**WHAT YOU WILL DO**:
(1) According to the essay on Hawking and Dawkins, how many copies of A Brief History of Time were sold?
(2) Extend the essay on Hawking and Dawkins with its next passage, beginning after its final sentence.

----- EXTRACTED TEXT

Sunday, 6 December 2009

Hawking and Dawkins: the dynamic duo

There was a time not so long ago when the defining attributes of famous British scientists were little more than a white coat, wild hair, and possibly a monocle. Today, it seems the five-second sound bite mentality of the MTV generation requires any scientist who can top a man-in-the-street poll to have some atypical personality traits, to say the least. So are the current British science superstars good role models in the way they represent science to the public, or having achieved fame are they content to ride the media gravy train, with science taking a backseat (in the last carriage, if you want to continue the metaphor)?

If today's celebrities are frequently reduced to mere caricatures of their former selves (supposing they had anything more in the first place), how can the complex subtleties of modern science survive the media simplification process? If there is one thing that defines our current state of scientific understanding, it is surely that the universe is very subtle indeed. A recent episode of The Armstrong and Miller Show highlighted this beautifully via a sketch of Ben Miller (who in real life swapped a physics PhD for luvviedom) as a professor being interviewed about his latest theory. Each time he was asked if it was possible to provide a brief description of his theory in layman's terms, he succinctly replied, "no".

Arguably the two biggest names today, at least in Britain, are Stephen Hawking and Richard Dawkins. After appearances on everything from Star Trek to The Simpsons, Hawking has overtaken Einstein as the scientific genius everyone has heard of. But, like Einstein's last few decades, has Hawking reached the height of fame long after completing his best work, a genius revered without comprehension by a public unaware of the latest developments in astrophysics? If it's true that theoretical physicists' main period of productivity is usually in their twenties, Hawking wouldn't be any different from other physicists his age (remembering he retired from the Lucasian Chair several months ago).

Hawking himself implies that his fame is compounded of demand from a lazy and scientifically non-savvy media (as in "who's the current Einstein?") twinned with the tedious if understandable interest surrounding his condition. It's probably fair to say that a physically-fit Professor Hawking wouldn't be considered to provide nearly as interesting copy. Of course to be able to write the best-selling (nine-million copies!) A Brief History of Time was a fantastic achievement, not least for its brevity. If it (and Hawking's later ventures) succeed in promoting scientific knowledge and methodologies then all well and good but it's not difficult to get the feeling that he is primarily viewed as a brand name. Very little of the blame can be passed to Hawking himself, but the question that must be asked is does the interest in him divert the limited media attention span for science away from a younger generation of scientists?

Richard Dawkins on the other hand seems to have deliberately cultivated media attention, no doubt revelling in his description as Darwin's Rottweiler. As holder of the Charles Simonyi Professorship until late last year he had an official position from which to promote public understanding, but for me his single-minded crusade has become rather tiresome. His role model, Thomas Henry Huxley, promoted science as "nothing but trained and organized common sense" whilst in addition espousing, via his "trade mark" agnosticism, the notion that one should not believe or disbelieve a proposition without justifiable evidence. Surely Huxley's agnosticism and the ideal of the scientific method are indistinguishable?

----------
----- RECORDS SUPPLIED

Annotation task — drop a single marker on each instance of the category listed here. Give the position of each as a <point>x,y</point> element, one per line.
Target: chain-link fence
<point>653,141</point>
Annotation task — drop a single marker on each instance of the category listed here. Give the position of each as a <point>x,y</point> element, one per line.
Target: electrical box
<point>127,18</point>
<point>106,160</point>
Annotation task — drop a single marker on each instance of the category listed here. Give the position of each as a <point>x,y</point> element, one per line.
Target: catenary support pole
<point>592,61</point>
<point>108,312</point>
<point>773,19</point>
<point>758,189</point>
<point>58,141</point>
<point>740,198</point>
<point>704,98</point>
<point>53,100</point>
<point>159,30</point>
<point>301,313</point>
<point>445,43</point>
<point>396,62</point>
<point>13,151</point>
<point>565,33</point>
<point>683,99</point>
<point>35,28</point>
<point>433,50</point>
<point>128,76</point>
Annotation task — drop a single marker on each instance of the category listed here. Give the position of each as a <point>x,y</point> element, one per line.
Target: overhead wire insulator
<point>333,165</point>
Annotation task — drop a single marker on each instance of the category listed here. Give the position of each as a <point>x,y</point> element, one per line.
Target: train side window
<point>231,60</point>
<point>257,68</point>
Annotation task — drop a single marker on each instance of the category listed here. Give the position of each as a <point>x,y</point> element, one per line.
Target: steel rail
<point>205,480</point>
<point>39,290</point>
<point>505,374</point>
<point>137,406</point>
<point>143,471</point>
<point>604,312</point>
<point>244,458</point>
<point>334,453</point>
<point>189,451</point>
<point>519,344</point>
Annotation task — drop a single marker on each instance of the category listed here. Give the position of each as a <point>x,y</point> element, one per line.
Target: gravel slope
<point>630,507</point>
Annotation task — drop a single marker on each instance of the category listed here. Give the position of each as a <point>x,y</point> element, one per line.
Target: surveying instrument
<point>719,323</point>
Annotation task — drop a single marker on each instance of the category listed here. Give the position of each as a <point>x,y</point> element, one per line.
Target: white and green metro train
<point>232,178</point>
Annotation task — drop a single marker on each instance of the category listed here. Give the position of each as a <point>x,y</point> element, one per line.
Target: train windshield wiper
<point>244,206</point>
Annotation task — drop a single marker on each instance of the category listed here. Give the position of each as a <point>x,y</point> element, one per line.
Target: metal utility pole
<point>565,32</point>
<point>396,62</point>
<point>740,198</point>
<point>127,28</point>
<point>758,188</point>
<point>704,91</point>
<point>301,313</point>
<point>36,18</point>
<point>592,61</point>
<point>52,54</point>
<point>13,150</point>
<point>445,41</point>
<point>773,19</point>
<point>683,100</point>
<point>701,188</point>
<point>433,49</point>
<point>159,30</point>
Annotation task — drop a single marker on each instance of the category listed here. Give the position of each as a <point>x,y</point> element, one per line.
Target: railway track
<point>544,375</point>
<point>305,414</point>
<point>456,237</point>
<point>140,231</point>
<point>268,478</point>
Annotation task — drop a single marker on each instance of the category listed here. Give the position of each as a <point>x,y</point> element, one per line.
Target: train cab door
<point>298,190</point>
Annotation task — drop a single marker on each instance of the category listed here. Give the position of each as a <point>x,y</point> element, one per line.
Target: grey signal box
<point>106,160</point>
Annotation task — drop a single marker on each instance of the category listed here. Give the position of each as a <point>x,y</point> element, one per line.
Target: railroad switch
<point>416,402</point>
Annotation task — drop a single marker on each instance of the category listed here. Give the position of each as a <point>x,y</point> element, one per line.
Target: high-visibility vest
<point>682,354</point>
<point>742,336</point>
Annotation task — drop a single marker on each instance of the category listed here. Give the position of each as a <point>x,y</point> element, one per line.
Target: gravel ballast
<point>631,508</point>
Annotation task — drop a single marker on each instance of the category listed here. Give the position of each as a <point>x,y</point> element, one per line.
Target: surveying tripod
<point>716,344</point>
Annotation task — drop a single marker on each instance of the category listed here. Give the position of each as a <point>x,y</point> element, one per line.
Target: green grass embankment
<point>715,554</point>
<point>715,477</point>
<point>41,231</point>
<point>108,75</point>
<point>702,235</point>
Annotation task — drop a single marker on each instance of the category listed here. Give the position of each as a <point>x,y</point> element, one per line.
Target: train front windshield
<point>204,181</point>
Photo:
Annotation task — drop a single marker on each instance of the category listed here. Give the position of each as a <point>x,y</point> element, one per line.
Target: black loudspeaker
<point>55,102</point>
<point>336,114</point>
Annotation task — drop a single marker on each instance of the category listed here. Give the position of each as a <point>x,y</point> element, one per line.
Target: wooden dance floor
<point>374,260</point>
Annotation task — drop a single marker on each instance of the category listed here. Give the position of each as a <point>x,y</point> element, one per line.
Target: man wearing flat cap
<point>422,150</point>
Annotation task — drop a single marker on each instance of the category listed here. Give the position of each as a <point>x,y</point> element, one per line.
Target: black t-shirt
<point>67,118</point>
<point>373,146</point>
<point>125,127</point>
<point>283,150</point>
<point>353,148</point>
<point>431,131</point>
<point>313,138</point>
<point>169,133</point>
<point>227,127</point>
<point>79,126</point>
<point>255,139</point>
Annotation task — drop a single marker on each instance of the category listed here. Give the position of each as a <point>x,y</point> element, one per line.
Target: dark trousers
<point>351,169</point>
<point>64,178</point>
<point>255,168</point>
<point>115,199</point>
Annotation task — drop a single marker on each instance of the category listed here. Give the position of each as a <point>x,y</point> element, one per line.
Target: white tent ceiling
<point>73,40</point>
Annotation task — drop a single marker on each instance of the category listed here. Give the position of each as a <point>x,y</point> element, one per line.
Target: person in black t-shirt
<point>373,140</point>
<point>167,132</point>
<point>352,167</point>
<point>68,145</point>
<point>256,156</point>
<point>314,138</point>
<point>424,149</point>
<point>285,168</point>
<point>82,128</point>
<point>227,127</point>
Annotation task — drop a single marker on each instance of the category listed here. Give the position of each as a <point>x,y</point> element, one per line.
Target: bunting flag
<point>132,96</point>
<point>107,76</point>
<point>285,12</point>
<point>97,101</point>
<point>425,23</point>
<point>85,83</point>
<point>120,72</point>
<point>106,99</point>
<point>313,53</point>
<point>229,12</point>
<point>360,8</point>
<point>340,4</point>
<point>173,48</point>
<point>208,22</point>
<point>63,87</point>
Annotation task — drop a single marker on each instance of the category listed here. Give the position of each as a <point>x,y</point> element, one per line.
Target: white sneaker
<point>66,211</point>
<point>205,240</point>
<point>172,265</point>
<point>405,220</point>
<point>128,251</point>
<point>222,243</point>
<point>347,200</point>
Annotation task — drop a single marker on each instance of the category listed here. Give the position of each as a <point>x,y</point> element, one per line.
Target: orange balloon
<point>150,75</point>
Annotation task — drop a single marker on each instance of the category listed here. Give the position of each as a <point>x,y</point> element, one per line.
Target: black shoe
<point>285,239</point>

----------

**ANSWER LIST**:
(1) Nine million copies.

(2)
In contrast, Dawkins' approach is to browbeat all opposition, religious, scientific, or otherwise, with techniques that ironically having rather more in common with "faith viruses" than science. His documentary The Root of All Evil? allegedly omitted interviews with religious moderates to concentrate on the oddballs. It's understandable that documentary producers like a clear-cut argument, but skewing the evidence to fit the theory is inexcusable for a scientist. Dawkins' use of probability is his most objective method in support of atheism but when the law of parsimony, otherwise known as Occam's razor, cannot obviously be applied to resolve many aspects of the sub-atomic world, how can a glib theory along the lines of "I believe there's a less than even chance of the existence of a deity, therefore there isn't a deity", be accepted any more than a literal interpretation of Genesis? Warning of the increasing dangers of fundamentalism to both science and society as a whole is admirable, but to promote a simplistic thesis regarding complex, largely non-scientific, issues seems more an exercise in self-promotion than anything else. And Dawkins has the cheek to say that the word 'reductionism' makes him want to reach for a weapon...

It pains me to say it but I'm not sure either of the dynamic duo, somewhat atypical scientists as they undoubtedly are, can be said to be ideal promoters of science. If such excellent communicators as Martin Rees, Richard Fortey, or Brian Cox were as well known as Hawking and Dawkins is it more likely we see an increase in science exposition and less media shenanigans? At the end of the day fame is very fickle, if the example of Magnus Pyke is anything to go by. Ubiquitous in the 1970s and '80s, Pyke appeared in everything from a best-selling pop single (and its video) to a washing machine commercial. Voted third in a 1975 New Scientist poll only to Einstein and Newton as the best-known scientist ever, this charismatic and socially-aware 'boffin' is unfortunately almost forgotten today. But then an American business magazine recently claimed that Hawking was an American, no doubt lulled by the speech synthesiser into a false sense of security...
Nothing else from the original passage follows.